[Collection entries]

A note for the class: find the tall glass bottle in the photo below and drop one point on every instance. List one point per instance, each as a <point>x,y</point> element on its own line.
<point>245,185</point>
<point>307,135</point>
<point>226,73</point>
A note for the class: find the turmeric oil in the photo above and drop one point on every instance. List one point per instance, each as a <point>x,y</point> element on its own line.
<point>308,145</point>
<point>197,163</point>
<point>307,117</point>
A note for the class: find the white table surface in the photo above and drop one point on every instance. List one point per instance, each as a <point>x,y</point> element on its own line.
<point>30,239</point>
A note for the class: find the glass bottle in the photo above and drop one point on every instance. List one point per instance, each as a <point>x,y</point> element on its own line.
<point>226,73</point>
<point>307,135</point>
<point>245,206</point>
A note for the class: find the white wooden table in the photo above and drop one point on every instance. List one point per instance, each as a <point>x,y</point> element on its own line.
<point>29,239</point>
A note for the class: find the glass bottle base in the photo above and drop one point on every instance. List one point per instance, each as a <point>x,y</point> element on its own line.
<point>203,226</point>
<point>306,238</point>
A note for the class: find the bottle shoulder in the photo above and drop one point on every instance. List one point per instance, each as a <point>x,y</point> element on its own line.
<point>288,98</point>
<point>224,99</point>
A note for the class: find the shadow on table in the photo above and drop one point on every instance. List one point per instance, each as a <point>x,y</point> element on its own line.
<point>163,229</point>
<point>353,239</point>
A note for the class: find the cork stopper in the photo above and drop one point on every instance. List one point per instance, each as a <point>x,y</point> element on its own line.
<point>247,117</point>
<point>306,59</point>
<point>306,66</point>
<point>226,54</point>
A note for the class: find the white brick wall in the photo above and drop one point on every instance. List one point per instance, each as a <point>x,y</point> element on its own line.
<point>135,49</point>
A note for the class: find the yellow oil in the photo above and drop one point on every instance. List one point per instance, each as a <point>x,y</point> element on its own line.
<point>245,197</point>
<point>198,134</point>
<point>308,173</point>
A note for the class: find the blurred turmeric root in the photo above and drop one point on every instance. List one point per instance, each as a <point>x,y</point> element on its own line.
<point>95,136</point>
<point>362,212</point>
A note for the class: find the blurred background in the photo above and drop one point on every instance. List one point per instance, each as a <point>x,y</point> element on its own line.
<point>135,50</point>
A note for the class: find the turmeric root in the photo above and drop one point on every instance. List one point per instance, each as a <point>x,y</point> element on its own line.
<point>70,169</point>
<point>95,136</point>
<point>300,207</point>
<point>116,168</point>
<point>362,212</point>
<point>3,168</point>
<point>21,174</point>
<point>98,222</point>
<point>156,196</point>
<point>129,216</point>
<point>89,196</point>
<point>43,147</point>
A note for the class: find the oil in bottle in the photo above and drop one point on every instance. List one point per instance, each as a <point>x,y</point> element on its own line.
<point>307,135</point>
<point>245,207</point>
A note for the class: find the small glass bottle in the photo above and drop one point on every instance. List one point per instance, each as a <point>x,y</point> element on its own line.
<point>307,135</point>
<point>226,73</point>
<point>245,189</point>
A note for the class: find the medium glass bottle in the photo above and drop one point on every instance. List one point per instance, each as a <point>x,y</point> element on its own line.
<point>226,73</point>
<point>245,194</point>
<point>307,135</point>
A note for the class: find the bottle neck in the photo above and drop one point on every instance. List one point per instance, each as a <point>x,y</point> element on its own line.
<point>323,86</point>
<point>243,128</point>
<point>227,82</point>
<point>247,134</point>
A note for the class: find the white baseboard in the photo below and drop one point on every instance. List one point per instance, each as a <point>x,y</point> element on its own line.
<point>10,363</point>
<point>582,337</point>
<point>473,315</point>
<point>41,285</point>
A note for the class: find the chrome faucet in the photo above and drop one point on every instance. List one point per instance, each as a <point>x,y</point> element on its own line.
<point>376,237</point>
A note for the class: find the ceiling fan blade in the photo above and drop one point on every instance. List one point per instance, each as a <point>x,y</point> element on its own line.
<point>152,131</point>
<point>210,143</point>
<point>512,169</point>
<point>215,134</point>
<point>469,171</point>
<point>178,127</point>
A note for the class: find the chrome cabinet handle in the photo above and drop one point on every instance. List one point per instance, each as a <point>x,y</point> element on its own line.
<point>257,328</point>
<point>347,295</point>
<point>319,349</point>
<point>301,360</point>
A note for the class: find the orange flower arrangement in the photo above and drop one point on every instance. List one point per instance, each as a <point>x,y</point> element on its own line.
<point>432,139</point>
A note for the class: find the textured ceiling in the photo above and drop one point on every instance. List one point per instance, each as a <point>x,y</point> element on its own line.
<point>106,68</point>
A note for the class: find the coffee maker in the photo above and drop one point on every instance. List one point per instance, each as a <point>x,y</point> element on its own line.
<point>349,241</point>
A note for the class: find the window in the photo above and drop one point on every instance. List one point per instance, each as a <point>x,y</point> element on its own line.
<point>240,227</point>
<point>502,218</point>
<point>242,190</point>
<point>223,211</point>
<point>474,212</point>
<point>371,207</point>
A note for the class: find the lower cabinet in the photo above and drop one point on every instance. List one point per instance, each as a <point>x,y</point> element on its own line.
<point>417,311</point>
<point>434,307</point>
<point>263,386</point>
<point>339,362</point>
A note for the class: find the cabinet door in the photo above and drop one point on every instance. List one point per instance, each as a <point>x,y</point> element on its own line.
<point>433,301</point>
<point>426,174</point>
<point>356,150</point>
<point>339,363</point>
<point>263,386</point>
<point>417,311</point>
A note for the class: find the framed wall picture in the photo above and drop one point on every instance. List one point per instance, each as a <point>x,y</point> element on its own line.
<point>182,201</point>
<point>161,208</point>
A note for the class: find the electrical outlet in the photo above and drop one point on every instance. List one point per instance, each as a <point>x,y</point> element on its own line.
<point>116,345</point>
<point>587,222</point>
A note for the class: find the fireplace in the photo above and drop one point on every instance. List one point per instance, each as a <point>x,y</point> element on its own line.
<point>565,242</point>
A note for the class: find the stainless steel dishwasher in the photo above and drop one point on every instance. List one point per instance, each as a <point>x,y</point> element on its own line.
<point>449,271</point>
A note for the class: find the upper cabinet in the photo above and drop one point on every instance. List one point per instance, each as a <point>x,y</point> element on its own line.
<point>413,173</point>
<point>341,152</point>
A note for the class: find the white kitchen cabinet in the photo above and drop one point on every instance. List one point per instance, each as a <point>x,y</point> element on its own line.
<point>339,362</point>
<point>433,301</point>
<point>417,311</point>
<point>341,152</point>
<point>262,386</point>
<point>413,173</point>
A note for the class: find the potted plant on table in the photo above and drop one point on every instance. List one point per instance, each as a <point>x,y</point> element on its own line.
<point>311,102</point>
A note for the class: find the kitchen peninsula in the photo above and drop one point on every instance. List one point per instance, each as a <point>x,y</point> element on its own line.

Exercise brief ▸ Retype every record exactly, omitting nothing.

Answer to the problem ▸
A note for the class: find the tall glass bottle in the photo below and drop one point on every instance. List one point per instance, each as a <point>x,y</point> element on its own line.
<point>245,185</point>
<point>307,135</point>
<point>226,73</point>
A note for the class: find the turmeric oil in the photo above and drop one point on every instance. List one point per instance, each as a <point>x,y</point> element on its own line.
<point>308,145</point>
<point>197,163</point>
<point>307,117</point>
A note for the class: find the white table surface in the photo above and drop one point on every instance. List one point per instance, each as a <point>x,y</point> element on its own line.
<point>30,239</point>
A note for the class: find the glass bottle in the photo above and drop one point on every instance. List one point per instance, each as a <point>x,y</point> element on its own line.
<point>226,73</point>
<point>307,135</point>
<point>245,206</point>
A note for the class: find the white wooden table in the photo above and drop one point on every instance. List one point per instance, each as a <point>x,y</point> element on its own line.
<point>29,239</point>
A note for the class: find the glass bottle base in the photo above and drop one point on every instance. List one point per instance, each as a <point>x,y</point> element on its own line.
<point>203,226</point>
<point>306,238</point>
A note for the class: find the bottle shoulder in the photo above and drop one point on every instance. List one point per instance, each as a <point>x,y</point> element on its own line.
<point>288,98</point>
<point>224,99</point>
A note for the class: find the shadow on table in the photo above and drop one point on every instance. List one point per instance, each as a <point>x,y</point> element on its own line.
<point>163,229</point>
<point>353,239</point>
A note for the class: find the cork stopper in the photo above and drop one point on every instance. List one point per instance, each as a <point>x,y</point> element on its own line.
<point>247,117</point>
<point>306,59</point>
<point>306,66</point>
<point>226,54</point>
A note for the class: find the white brick wall in the photo above and drop one point on every instance. List one point per instance, each as a <point>x,y</point> element on its own line.
<point>135,49</point>
A note for the class: find the yellow oil in the photo above and drop one point on every instance. List one point per instance, each as a <point>x,y</point> element on its own line.
<point>245,197</point>
<point>198,134</point>
<point>308,173</point>
A note for the class: find the blurred turmeric root in the photo above and drop one point on every instance. List one point per instance, each as a <point>x,y</point> element on its own line.
<point>95,136</point>
<point>362,212</point>
A note for the class: find the blurred background in the photo above and drop one point on every instance. List one point per instance, each as a <point>x,y</point> element on its own line.
<point>135,50</point>
A note for the class: find the turmeric root in the photo above and drop one point on every instance. List one point per instance, each as a <point>x,y</point> element on its own line.
<point>70,169</point>
<point>95,136</point>
<point>300,207</point>
<point>116,168</point>
<point>362,212</point>
<point>3,168</point>
<point>21,174</point>
<point>98,222</point>
<point>156,196</point>
<point>129,216</point>
<point>89,196</point>
<point>43,147</point>
A note for the class: find the oil in bottle in the photo above and drop one point on every instance. List one point per instance, each as a <point>x,y</point> element on its own line.
<point>307,135</point>
<point>245,207</point>
A note for the class: find the small glass bottle in the photo above and drop one point on every instance. List one point per instance, each as a <point>x,y</point> element on its own line.
<point>307,135</point>
<point>226,73</point>
<point>245,189</point>
A note for the class: find the medium glass bottle in the photo above and drop one point on every instance. List one point per instance, each as a <point>x,y</point> element on its own line.
<point>226,73</point>
<point>245,194</point>
<point>307,135</point>
A note for the class: find the bottle neck in the photo above and drop one point on every instance. List one point per instance, each as a <point>x,y</point> element on its own line.
<point>323,86</point>
<point>243,128</point>
<point>227,82</point>
<point>247,134</point>
A note for the class: find the white baseboard in the photo below and drop one point on every instance. List one point per instance, each as a <point>x,y</point> element on its own line.
<point>10,363</point>
<point>582,337</point>
<point>473,315</point>
<point>41,285</point>
A note for the class: find the chrome faucet in the photo above and drop one point on every instance. List one point per instance, each as a <point>x,y</point> element on its own line.
<point>376,237</point>
A note for the class: find the ceiling fan blade in the photo above and drop one point on every instance. List one point per instance, each as a <point>x,y</point> element on its own line.
<point>152,131</point>
<point>210,143</point>
<point>512,169</point>
<point>215,134</point>
<point>469,171</point>
<point>178,127</point>
A note for the class: find the chrome cabinet handle in the photo above and drop one point on every instance. List one point per instance, each as a <point>x,y</point> element on its own line.
<point>257,328</point>
<point>347,295</point>
<point>319,349</point>
<point>301,360</point>
A note for the class: find the orange flower arrangement in the photo above and drop one point on every instance. List one point per instance, each as a <point>x,y</point> element on its own line.
<point>432,139</point>
A note for the class: find the textured ceiling in the photo above and drop one point on every instance. List one point per instance, each as a <point>x,y</point> element on its own line.
<point>106,68</point>
A note for the class: find the coffee maker in the photo above and drop one point on every instance. List one point per instance, each as a <point>x,y</point> element on its own line.
<point>349,241</point>
A note for the class: find the window in the photo above and drop one point on every instance. List one point per instance, each as a <point>x,y</point> element on its own line.
<point>240,227</point>
<point>502,218</point>
<point>242,190</point>
<point>223,211</point>
<point>474,212</point>
<point>371,207</point>
A note for the class: find the lower cabinet in the photo above and drop one point on every instance. List one point per instance, each as a <point>x,y</point> element on its own line.
<point>417,311</point>
<point>434,307</point>
<point>263,386</point>
<point>339,362</point>
A note for the class: find the cabinet door in the photo above and drop one point on every instance. List one point per instance, each as a <point>x,y</point> element on its own line.
<point>433,301</point>
<point>426,174</point>
<point>356,150</point>
<point>339,363</point>
<point>263,386</point>
<point>417,311</point>
A note for the class: find the framed wall picture in the photo above and drop one point on every instance. List one point per instance, each as a <point>x,y</point> element on its own line.
<point>182,201</point>
<point>161,208</point>
A note for the class: find the electrical outlet in the photo above and drop one point on every instance. List one point per instance, each as a <point>x,y</point> element on its own line.
<point>116,345</point>
<point>587,222</point>
A note for the class: find the fireplace in the photo above and drop one point on every instance. List one point per instance, each as a <point>x,y</point> element on its own line.
<point>565,242</point>
A note for the class: find the stainless steel dishwasher in the photo above and drop one point on every instance. List one point per instance, each as a <point>x,y</point> element on its own line.
<point>449,271</point>
A note for the class: find the upper cabinet in the photo above and drop one point on every instance. List one point per instance, each as a <point>x,y</point> element on its own line.
<point>413,173</point>
<point>341,152</point>
A note for the class: find the white kitchen cabinet in the photo above and drop one point on every instance. List one point per instance, each as a <point>x,y</point> element on its own line.
<point>339,362</point>
<point>433,301</point>
<point>417,311</point>
<point>341,152</point>
<point>262,386</point>
<point>413,173</point>
A note for the class: find the potted plant on table in the photo above and drop one point on every instance. List one point per instance, each as a <point>x,y</point> element on its own line.
<point>311,102</point>
A note for the class: find the kitchen peninsula in the photo above and drop one point on every instance. List one point per instance, each as a <point>x,y</point> element on its own line.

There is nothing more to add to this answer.